Exercise task: Replace every "formatted example" with "sample output" in the rows, from the start through the line containing "78), (178, 109)]", and reproduce that stretch with nothing else altered.

%%

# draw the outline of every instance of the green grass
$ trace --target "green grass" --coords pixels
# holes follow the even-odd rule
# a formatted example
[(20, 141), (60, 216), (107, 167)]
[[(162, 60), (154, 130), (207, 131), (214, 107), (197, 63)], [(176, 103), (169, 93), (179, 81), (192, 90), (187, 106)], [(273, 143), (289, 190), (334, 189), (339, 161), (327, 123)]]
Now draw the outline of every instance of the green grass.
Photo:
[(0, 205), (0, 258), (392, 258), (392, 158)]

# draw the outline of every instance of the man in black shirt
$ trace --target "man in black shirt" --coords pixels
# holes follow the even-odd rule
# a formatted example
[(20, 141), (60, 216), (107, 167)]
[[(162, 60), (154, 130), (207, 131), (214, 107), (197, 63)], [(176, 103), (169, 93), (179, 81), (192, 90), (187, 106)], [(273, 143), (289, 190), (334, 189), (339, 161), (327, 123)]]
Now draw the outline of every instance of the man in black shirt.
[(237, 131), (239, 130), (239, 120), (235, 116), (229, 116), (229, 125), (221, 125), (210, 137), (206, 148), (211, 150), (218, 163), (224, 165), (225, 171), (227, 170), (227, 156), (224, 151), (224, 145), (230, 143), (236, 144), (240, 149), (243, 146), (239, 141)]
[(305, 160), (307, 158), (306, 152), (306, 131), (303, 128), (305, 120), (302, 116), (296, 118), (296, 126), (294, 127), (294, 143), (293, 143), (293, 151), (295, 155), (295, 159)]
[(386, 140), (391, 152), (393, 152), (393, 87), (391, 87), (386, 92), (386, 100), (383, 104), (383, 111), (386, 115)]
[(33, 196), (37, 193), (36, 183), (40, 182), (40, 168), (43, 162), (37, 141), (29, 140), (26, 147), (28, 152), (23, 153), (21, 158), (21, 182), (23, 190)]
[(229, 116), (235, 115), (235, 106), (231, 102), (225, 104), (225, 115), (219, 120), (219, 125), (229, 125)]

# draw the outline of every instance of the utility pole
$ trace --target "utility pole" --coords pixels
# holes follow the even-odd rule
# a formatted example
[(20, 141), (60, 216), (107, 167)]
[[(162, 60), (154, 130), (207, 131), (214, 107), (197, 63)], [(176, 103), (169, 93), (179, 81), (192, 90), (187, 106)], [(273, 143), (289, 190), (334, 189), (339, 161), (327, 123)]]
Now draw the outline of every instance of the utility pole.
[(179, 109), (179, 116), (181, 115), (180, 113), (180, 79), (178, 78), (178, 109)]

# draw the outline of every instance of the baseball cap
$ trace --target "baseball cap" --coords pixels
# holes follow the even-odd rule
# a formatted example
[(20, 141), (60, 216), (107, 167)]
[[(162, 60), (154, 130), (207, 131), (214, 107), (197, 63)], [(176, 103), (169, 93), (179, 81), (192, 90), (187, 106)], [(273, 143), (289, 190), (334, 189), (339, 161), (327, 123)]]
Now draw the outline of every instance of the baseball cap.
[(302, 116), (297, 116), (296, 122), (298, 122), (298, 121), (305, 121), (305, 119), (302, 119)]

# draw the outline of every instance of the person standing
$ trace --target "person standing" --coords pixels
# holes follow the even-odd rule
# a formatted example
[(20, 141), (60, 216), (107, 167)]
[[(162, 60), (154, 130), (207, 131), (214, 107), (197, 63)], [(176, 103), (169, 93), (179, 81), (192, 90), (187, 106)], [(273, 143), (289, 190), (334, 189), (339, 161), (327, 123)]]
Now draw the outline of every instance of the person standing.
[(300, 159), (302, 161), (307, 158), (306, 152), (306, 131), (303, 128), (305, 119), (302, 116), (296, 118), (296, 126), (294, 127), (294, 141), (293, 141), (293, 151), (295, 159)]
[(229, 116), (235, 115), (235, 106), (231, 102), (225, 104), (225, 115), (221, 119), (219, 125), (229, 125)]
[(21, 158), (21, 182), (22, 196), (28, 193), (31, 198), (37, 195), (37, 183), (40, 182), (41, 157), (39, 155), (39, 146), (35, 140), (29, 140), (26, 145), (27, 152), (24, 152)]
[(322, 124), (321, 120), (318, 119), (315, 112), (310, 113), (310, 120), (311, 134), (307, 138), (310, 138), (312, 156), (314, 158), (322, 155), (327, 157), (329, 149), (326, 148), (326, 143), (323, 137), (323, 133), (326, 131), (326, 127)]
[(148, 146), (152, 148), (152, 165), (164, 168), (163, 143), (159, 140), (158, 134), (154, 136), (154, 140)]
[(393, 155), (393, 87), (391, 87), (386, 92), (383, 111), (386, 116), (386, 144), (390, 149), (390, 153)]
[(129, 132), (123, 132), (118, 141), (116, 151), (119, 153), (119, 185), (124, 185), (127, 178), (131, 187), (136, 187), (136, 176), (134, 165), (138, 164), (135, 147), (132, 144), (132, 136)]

%%

Final result:
# draw the outline of every instance of the green grass
$ trace --target "green grass" --coords pixels
# holes follow the even-odd rule
# a sample output
[(20, 141), (60, 216), (107, 167)]
[[(162, 60), (154, 130), (207, 131), (214, 107), (197, 63)], [(176, 103), (169, 93), (179, 81), (192, 90), (187, 106)], [(273, 143), (289, 190), (334, 189), (339, 161), (327, 123)]]
Now draw the outline of every instance of the green grass.
Photo:
[(0, 205), (0, 258), (392, 258), (392, 158)]

# draw the outline of every instance of the man in black shirt
$ trace --target "man in black shirt" --coords pixels
# holes follow the even-odd rule
# a sample output
[(20, 141), (60, 216), (107, 167)]
[[(162, 60), (154, 130), (207, 131), (214, 107), (197, 63)], [(176, 103), (169, 93), (179, 81), (192, 90), (187, 106)], [(273, 143), (289, 190), (334, 189), (339, 161), (327, 123)]]
Now draw the outline of every instance of the man in black shirt.
[(237, 131), (239, 130), (239, 120), (235, 116), (229, 116), (229, 125), (221, 125), (210, 137), (206, 148), (211, 150), (218, 163), (224, 165), (225, 171), (227, 170), (227, 156), (224, 151), (224, 145), (230, 143), (236, 144), (240, 149), (243, 146), (239, 141)]
[(305, 160), (307, 158), (306, 152), (306, 131), (303, 128), (305, 120), (302, 116), (296, 118), (296, 126), (294, 127), (294, 143), (293, 143), (293, 151), (295, 155), (295, 159)]
[(386, 140), (391, 152), (393, 152), (393, 87), (391, 87), (386, 92), (386, 100), (383, 104), (383, 111), (386, 115)]
[(33, 196), (37, 193), (36, 183), (40, 182), (40, 168), (43, 162), (37, 141), (29, 140), (26, 147), (28, 152), (23, 153), (21, 158), (21, 182), (23, 190)]
[(229, 116), (235, 115), (235, 106), (231, 102), (225, 104), (225, 115), (219, 120), (219, 125), (229, 125)]

# draw the outline of every instance of the utility pole
$ trace --target "utility pole" --coords pixels
# holes follow the even-odd rule
# a sample output
[(20, 141), (60, 216), (107, 167)]
[[(162, 60), (154, 130), (207, 131), (214, 107), (197, 63)], [(176, 103), (169, 93), (179, 81), (192, 90), (187, 106)], [(273, 143), (289, 190), (334, 189), (339, 161), (327, 123)]]
Now draw the outline of every instance of the utility pole.
[(179, 109), (179, 116), (181, 115), (180, 113), (180, 79), (178, 78), (178, 109)]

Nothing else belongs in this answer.